Задание a - Перепишите без изменений записи, начиная со строки, где стоит «find coarse sea salt», и заканчивая последней записью включительно.

Фрагмент текста -

А Евдокия Антиповна осталась в Казани. Вышла замуж в 1945 году за участника войны. Родила троих детей, а муж вскоре умер, дали о себе знать последствия контузии. На руках у женщины, не имевшей в городе родных, кроме свекрови, остались сын 2,5 года и две дочки дошкольного возраста.

– Жила только для детей. Больше замуж не вышла. Ну что вы? Разве можно? Какой мне замуж? Находились люди. Но нет. Никаких мужей. Зачем тревожить детское сердце? Нет.

Она проработала на заводе 50 лет. И в свои 93 года до сих пор в одиночку ездит в сад до поздней осени.

– Муж умер, я осталась одна и думаю: как жить? На заводе мне выдали участок. Обрадовалась. Думала, выращу всего, и помощь будет. После работы бегала туда. И вот начальник мой говорит: надо какую-нибудь сараюшку построить тебе от дождя. И построили. Просто домик. Я сделала грядки и посадила в первую очередь викторию. Потому что свекровь с базара стаканчик приносила и детям давала. А я думаю: надо столько, чтобы досыта всех накормить. На следующий год выросли ягоды. Я была благодарна Богу. А в один прекрасный день был ураган. И мой домик ветром приподняло и перевернуло. Я прихожу, плачу, а что делать? И вот соседи собрались и поставили этот домик обратно. Все мне помогали. Слава Богу, — с чувством говорит она.

Записи с ограничивающими рамками:
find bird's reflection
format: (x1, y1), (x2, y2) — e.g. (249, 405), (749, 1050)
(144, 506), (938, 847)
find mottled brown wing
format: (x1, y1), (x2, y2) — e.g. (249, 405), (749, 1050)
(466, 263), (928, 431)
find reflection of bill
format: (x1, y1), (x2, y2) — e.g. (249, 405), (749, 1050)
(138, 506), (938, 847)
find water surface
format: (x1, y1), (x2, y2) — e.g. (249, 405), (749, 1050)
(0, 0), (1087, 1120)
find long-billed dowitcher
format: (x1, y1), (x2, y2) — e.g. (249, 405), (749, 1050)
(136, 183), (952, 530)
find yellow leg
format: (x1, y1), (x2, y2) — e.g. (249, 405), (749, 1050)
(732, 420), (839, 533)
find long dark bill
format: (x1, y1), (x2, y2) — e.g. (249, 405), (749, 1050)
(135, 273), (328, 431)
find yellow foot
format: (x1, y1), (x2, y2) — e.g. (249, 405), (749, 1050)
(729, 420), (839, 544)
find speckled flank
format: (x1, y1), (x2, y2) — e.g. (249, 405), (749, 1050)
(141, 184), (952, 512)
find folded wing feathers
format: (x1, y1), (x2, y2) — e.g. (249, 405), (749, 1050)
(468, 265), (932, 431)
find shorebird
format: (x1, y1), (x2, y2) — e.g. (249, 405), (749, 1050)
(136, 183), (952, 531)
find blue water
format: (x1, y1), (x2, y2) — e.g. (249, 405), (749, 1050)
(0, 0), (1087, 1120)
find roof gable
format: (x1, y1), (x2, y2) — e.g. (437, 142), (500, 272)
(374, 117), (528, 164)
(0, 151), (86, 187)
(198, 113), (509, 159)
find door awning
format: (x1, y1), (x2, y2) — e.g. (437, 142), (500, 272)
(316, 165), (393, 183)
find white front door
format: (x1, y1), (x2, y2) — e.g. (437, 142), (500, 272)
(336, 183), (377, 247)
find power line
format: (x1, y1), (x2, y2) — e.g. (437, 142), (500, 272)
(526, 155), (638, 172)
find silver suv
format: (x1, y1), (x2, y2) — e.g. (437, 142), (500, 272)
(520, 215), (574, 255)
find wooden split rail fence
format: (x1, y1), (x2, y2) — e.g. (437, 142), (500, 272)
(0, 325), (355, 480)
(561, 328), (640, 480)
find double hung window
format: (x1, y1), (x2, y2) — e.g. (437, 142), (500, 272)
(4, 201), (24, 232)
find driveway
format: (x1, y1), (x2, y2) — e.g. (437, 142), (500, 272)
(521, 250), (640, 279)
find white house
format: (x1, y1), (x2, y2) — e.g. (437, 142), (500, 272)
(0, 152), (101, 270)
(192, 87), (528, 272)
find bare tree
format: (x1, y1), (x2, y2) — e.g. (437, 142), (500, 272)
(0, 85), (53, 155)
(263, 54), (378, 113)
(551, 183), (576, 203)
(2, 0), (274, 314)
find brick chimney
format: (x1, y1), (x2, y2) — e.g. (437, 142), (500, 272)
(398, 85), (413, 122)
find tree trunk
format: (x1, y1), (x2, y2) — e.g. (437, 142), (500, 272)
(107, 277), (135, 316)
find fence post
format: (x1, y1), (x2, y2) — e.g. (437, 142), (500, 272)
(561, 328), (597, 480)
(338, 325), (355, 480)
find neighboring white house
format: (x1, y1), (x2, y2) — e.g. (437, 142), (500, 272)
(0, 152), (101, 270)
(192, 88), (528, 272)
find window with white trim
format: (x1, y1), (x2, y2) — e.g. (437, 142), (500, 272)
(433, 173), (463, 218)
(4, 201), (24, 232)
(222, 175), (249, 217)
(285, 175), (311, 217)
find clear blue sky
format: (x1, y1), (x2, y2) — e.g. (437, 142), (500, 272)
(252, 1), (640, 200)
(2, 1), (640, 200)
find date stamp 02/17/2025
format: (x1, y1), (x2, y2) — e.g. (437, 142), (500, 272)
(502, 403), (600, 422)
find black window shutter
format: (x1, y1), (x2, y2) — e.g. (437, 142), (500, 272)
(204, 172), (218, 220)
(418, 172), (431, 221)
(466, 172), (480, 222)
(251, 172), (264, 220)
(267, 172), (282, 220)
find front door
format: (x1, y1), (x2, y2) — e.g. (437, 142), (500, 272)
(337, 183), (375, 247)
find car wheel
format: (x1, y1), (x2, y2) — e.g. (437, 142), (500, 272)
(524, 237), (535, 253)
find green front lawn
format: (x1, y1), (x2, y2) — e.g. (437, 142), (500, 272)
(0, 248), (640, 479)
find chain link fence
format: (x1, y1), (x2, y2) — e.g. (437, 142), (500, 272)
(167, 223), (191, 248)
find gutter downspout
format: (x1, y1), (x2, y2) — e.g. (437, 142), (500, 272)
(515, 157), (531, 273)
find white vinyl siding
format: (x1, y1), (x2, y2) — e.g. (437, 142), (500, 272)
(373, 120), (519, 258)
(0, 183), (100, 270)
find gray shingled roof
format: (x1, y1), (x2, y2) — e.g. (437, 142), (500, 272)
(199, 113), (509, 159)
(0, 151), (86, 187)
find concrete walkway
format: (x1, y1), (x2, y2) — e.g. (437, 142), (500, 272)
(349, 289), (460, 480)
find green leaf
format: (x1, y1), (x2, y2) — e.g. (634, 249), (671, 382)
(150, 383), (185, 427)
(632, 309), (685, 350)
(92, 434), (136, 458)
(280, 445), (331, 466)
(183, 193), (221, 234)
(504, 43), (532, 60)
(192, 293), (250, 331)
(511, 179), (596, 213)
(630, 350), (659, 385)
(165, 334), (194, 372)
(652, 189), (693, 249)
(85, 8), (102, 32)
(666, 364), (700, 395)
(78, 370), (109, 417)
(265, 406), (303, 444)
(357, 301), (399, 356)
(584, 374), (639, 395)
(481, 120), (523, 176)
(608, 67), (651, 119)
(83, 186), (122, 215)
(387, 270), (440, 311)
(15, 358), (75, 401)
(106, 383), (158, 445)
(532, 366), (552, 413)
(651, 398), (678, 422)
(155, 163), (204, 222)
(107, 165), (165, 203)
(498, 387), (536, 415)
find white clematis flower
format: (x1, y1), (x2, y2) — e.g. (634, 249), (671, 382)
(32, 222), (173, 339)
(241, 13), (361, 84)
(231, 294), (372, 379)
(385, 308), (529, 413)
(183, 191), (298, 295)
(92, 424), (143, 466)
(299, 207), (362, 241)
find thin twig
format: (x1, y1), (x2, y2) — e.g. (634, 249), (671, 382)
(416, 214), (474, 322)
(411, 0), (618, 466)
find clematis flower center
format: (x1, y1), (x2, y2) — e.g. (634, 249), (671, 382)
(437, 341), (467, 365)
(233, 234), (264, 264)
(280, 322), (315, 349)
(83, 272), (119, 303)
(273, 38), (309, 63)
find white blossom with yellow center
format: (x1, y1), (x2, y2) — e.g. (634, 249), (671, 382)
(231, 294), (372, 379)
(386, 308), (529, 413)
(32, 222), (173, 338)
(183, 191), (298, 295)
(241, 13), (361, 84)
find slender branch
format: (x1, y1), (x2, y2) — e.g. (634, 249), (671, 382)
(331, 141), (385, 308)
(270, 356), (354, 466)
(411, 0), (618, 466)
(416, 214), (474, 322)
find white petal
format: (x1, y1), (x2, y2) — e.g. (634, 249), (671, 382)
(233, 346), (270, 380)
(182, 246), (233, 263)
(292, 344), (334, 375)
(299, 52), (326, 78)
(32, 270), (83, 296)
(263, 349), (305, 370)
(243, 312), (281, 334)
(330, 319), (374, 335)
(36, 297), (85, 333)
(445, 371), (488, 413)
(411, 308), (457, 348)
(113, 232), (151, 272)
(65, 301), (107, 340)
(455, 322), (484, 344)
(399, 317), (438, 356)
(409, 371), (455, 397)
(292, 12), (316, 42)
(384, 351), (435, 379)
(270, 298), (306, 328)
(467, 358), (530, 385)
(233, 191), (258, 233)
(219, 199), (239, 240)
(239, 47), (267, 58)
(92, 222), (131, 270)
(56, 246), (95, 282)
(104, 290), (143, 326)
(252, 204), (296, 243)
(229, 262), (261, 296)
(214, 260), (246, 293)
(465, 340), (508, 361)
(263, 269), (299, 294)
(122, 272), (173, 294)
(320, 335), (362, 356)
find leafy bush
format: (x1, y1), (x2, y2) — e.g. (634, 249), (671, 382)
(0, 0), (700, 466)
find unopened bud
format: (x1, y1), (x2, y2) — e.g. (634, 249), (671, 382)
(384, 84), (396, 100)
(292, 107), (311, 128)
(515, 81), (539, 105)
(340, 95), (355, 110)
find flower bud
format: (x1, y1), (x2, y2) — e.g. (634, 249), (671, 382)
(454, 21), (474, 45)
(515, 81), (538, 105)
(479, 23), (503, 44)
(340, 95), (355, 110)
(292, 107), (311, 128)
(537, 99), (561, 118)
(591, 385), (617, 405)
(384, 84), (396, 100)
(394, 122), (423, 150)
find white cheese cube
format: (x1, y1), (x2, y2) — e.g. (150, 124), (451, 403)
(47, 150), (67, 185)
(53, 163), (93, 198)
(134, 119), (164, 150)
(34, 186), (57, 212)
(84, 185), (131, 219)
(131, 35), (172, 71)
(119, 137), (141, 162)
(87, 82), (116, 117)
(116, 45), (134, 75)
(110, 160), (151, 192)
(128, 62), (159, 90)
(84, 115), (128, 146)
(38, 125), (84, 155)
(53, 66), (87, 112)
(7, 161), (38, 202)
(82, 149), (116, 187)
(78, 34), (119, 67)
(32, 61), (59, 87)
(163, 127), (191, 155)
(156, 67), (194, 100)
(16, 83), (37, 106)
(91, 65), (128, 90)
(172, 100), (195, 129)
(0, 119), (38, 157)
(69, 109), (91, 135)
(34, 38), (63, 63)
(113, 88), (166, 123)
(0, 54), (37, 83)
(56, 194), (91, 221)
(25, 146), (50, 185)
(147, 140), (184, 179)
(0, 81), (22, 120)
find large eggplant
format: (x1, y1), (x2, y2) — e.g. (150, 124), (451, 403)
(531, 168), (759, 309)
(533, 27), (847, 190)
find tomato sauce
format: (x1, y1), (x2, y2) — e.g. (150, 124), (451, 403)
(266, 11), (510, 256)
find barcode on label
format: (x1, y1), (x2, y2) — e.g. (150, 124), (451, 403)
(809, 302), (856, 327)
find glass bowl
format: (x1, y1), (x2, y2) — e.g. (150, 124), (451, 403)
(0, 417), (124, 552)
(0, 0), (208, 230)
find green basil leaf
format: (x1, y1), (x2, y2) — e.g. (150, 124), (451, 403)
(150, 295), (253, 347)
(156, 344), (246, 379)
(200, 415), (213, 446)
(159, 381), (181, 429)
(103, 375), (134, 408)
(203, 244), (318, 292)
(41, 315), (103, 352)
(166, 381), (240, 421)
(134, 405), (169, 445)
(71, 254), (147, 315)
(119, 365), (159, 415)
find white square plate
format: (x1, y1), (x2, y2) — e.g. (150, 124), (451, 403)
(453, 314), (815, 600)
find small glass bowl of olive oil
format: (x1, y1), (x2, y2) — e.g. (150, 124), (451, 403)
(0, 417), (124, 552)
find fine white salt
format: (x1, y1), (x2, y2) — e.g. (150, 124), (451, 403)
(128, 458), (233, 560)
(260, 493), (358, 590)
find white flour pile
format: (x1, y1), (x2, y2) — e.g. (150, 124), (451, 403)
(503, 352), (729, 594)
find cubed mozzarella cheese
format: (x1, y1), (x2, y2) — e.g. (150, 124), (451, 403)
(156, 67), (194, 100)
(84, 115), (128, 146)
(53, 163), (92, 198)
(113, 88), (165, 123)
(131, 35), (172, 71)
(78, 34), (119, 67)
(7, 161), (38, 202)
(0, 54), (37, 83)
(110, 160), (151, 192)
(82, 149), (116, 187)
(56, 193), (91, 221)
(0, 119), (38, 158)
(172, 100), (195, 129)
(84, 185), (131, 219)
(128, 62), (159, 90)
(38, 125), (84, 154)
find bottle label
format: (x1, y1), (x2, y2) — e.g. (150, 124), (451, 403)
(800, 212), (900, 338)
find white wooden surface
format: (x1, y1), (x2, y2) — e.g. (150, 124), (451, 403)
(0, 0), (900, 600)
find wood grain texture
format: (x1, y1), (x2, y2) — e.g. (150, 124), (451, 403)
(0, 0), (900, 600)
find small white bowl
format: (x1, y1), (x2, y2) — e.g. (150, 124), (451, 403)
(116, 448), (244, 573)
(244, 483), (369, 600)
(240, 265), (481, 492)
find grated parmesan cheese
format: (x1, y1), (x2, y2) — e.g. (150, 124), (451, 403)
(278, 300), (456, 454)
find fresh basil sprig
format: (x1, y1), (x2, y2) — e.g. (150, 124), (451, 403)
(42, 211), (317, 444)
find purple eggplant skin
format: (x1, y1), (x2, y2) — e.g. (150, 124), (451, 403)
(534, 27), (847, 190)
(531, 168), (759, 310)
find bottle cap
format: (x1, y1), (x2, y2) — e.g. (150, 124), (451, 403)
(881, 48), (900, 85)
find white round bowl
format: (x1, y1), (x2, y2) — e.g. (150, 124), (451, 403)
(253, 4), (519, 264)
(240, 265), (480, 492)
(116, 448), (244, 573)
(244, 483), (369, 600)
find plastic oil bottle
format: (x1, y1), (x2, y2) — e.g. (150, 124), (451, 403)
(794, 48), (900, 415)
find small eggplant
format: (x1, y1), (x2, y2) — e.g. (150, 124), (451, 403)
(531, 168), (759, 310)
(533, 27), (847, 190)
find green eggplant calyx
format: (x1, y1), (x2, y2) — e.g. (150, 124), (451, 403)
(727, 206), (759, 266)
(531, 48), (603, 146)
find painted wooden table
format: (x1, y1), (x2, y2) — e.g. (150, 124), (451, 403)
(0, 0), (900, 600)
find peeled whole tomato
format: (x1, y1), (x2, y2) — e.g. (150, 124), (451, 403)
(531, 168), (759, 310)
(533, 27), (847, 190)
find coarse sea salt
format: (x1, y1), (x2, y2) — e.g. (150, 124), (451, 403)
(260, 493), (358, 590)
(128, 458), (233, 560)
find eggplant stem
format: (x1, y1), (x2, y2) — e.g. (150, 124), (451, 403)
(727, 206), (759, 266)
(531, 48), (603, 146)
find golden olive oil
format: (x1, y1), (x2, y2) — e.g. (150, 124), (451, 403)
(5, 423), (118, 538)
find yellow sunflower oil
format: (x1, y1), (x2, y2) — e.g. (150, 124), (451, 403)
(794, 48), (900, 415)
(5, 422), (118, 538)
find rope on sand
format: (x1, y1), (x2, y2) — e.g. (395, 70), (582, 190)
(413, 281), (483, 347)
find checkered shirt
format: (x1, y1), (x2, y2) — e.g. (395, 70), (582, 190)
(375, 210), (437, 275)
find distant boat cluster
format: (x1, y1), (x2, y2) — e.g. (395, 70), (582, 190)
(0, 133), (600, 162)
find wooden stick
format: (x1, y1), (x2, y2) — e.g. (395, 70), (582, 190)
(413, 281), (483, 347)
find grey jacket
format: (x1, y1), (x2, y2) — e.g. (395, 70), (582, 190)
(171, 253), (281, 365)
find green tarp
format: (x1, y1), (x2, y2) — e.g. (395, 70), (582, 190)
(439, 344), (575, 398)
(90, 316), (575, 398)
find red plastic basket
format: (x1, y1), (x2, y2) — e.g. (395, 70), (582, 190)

Задание b - Выпишите все числа, которые в отрывке о Евдокии Антиповне записаны цифрами.

Полный ответ a -
find coarse sea salt
format: (x1, y1), (x2, y2) — e.g. (150, 124), (451, 403)
(260, 493), (358, 590)
(128, 458), (233, 560)
find eggplant stem
format: (x1, y1), (x2, y2) — e.g. (150, 124), (451, 403)
(727, 206), (759, 266)
(531, 48), (603, 146)
find golden olive oil
format: (x1, y1), (x2, y2) — e.g. (150, 124), (451, 403)
(5, 423), (118, 538)
find yellow sunflower oil
format: (x1, y1), (x2, y2) — e.g. (150, 124), (451, 403)
(794, 48), (900, 415)
(5, 422), (118, 538)
find rope on sand
format: (x1, y1), (x2, y2) — e.g. (395, 70), (582, 190)
(413, 281), (483, 347)
find checkered shirt
format: (x1, y1), (x2, y2) — e.g. (395, 70), (582, 190)
(375, 210), (437, 275)
find distant boat cluster
format: (x1, y1), (x2, y2) — e.g. (395, 70), (582, 190)
(0, 133), (600, 162)
find wooden stick
format: (x1, y1), (x2, y2) — e.g. (395, 70), (582, 190)
(413, 281), (483, 347)
find grey jacket
format: (x1, y1), (x2, y2) — e.g. (395, 70), (582, 190)
(171, 253), (281, 365)
find green tarp
format: (x1, y1), (x2, y2) — e.g. (395, 70), (582, 190)
(439, 344), (575, 398)
(90, 316), (575, 398)
find red plastic basket
format: (x1, y1), (x2, y2) — e.g. (395, 70), (582, 190)

Полный ответ b -
1945
2,5
50
93